Copy every one of the entries below word for word, changing nothing.

----- MATERIAL FOR THIS EXERCISE

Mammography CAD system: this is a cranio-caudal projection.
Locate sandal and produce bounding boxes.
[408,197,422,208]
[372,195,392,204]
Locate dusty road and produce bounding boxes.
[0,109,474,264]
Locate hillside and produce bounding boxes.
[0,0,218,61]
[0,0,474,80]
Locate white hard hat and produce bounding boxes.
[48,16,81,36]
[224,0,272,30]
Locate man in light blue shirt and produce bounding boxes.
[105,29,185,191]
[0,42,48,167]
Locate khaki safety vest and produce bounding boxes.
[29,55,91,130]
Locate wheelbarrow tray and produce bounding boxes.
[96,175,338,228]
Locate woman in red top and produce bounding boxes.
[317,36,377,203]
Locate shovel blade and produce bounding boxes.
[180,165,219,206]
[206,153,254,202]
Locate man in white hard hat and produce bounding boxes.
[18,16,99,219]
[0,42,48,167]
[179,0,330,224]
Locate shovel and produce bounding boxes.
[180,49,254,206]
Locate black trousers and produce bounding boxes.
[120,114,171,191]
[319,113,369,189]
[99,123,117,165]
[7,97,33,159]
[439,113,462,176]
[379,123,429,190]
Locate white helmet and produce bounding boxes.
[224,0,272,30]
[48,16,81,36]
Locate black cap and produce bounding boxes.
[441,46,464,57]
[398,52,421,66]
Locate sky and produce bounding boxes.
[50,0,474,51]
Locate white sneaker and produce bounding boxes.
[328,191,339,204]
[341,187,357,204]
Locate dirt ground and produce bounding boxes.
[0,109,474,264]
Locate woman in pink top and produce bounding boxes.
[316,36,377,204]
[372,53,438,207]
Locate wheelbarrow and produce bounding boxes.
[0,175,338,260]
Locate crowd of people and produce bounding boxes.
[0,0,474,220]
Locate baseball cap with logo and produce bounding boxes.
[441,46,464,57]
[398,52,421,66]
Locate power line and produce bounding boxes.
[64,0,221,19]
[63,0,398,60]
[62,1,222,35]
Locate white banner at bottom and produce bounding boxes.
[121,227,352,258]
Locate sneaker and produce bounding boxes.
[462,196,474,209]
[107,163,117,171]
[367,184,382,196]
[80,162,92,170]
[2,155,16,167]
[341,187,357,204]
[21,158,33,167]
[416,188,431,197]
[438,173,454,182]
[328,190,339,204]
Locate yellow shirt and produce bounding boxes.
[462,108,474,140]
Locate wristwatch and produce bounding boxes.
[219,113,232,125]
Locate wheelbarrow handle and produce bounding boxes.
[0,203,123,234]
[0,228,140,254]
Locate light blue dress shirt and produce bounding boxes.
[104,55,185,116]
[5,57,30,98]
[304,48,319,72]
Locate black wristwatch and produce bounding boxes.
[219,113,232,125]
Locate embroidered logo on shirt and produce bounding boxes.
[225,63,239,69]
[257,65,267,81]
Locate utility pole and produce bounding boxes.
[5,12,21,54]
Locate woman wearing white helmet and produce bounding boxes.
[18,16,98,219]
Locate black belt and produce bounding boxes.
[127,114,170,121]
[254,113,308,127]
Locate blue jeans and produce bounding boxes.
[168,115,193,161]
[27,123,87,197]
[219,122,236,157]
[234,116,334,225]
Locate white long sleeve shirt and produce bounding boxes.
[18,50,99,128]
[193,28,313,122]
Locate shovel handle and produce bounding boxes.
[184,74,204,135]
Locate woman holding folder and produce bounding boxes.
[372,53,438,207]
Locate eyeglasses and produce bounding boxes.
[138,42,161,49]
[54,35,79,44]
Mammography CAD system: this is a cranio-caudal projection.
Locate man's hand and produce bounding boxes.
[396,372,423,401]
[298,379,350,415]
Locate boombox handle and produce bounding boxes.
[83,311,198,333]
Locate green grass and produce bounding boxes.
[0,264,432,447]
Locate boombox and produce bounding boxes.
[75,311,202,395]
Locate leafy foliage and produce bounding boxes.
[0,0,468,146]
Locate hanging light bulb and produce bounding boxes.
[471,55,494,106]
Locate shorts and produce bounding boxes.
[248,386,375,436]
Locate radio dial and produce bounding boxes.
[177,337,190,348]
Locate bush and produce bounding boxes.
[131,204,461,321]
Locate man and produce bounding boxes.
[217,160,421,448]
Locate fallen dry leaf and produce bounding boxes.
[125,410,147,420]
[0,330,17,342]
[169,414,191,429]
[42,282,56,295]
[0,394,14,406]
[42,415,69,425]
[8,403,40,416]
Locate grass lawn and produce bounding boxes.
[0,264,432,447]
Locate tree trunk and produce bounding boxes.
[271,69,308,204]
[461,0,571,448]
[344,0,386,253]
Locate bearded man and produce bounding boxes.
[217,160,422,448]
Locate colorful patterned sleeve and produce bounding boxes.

----------

> _RESPONSE TO THIS EXERCISE_
Mammography CAD system: this is a cranio-caudal projection.
Locate sandal and produce bounding boxes.
[408,197,422,208]
[372,195,392,204]
Locate dusty road and produce bounding boxes.
[0,109,474,264]
Locate hillside and produce bounding boxes.
[0,0,218,61]
[0,0,474,80]
Locate white hard hat and produce bounding boxes.
[48,16,81,36]
[224,0,272,30]
Locate man in light blue shirt and produce bounding boxes.
[105,29,185,191]
[0,42,48,167]
Locate khaki safety vest and produce bounding boxes.
[29,55,91,130]
Locate wheelbarrow tray and produce bounding boxes.
[96,175,338,228]
Locate woman in red top and produce bounding boxes.
[317,36,377,203]
Locate shovel blade and produce bounding boxes.
[180,165,219,206]
[206,153,254,202]
Locate man in white hard hat and produce bounding boxes.
[18,16,99,219]
[0,42,48,167]
[179,0,330,224]
Locate shovel and produce bounding boxes.
[180,49,254,206]
Locate black trousers and produce bounding boxes.
[120,114,171,191]
[319,113,369,189]
[99,123,117,165]
[7,97,33,159]
[439,113,462,176]
[379,123,429,190]
Locate white helmet and produce bounding boxes.
[224,0,272,30]
[48,16,81,36]
Locate black cap and produce bounding boxes.
[441,46,464,57]
[398,52,421,66]
Locate sky and produce bounding boxes.
[50,0,474,51]
Locate white sneaker and produce bounding boxes.
[328,191,339,204]
[341,187,357,204]
Locate dirt ground and produce bounding boxes.
[0,109,474,264]
Locate woman in pink top and produce bounding boxes.
[316,36,377,204]
[372,53,438,207]
Locate wheelbarrow and produce bounding boxes.
[0,175,338,260]
Locate crowd of people and produce bounding boxes.
[0,0,474,220]
Locate baseball cap with logo and produce bounding boxes.
[441,46,464,57]
[398,52,421,66]
Locate power line and produce bounding boxes.
[64,0,221,19]
[63,0,398,60]
[62,1,222,35]
Locate white banner at bottom and produce bounding boxes.
[121,227,352,258]
Locate sneaker and produce bounding boxes.
[462,196,474,209]
[107,163,117,171]
[367,184,382,196]
[80,162,92,170]
[2,155,16,167]
[341,187,357,204]
[21,158,33,167]
[416,188,431,197]
[438,173,454,182]
[328,190,339,204]
Locate yellow shirt and produce bounding boxes.
[462,108,474,140]
Locate wristwatch and produce bounding boxes.
[219,113,232,125]
Locate wheelbarrow handle and produce bounding boxes.
[0,203,123,234]
[0,228,140,254]
Locate light blue dress shirt and produce bounding boxes.
[104,55,185,116]
[5,57,30,98]
[304,48,319,72]
Locate black wristwatch and produce bounding boxes.
[219,113,232,125]
Locate embroidered logo on shirt and produce bounding boxes.
[225,63,239,69]
[257,65,267,81]
Locate utility pole and produce bounding boxes.
[5,12,21,54]
Locate woman wearing white helmet and produce bounding boxes.
[18,16,98,219]
Locate black belt and produce bounding boxes.
[127,114,170,121]
[254,113,308,127]
Locate blue jeans and produce bounding boxes.
[168,115,193,161]
[27,123,87,197]
[219,122,236,157]
[234,116,334,225]
Locate white long sleeve shirt and produce bounding boxes.
[18,50,99,128]
[193,28,313,122]
Locate shovel handle and produce bounding boxes.
[184,74,204,135]
Locate woman holding folder and produce bounding boxes.
[372,53,438,207]
Locate eyeglasses and produce bounding boxes.
[138,42,161,49]
[54,35,79,44]
Mammography CAD system: this is a cranio-caudal projection.
Locate man's hand and produce bounding boxes.
[396,372,423,401]
[298,379,350,415]
Locate boombox handle and produce bounding boxes.
[83,311,198,333]
Locate green grass and produce bounding boxes.
[0,264,432,447]
Locate boombox and produce bounding boxes.
[75,311,202,395]
Locate leafy foliage and produce bounding boxes.
[0,0,468,146]
Locate hanging light bulb and produce bounding boxes.
[471,55,494,106]
Locate shorts and produce bounding boxes.
[248,386,375,436]
Locate radio dial and produce bounding boxes.
[177,337,190,348]
Locate bush and produce bounding boxes.
[131,204,461,321]
Locate man and produce bounding boxes.
[217,160,421,448]
Locate fallen dry leaf and produce bounding boxes.
[125,410,147,420]
[0,330,17,342]
[169,414,191,429]
[42,282,56,295]
[0,394,14,406]
[42,415,69,425]
[8,403,40,416]
Locate grass lawn and produce bounding boxes.
[0,264,432,447]
Locate tree trunk and produce bounding boxes.
[271,69,308,204]
[461,0,571,448]
[344,0,386,253]
Locate bearded man and produce bounding boxes.
[217,160,422,448]
Locate colorful patterned sleeve and produce bounding boxes.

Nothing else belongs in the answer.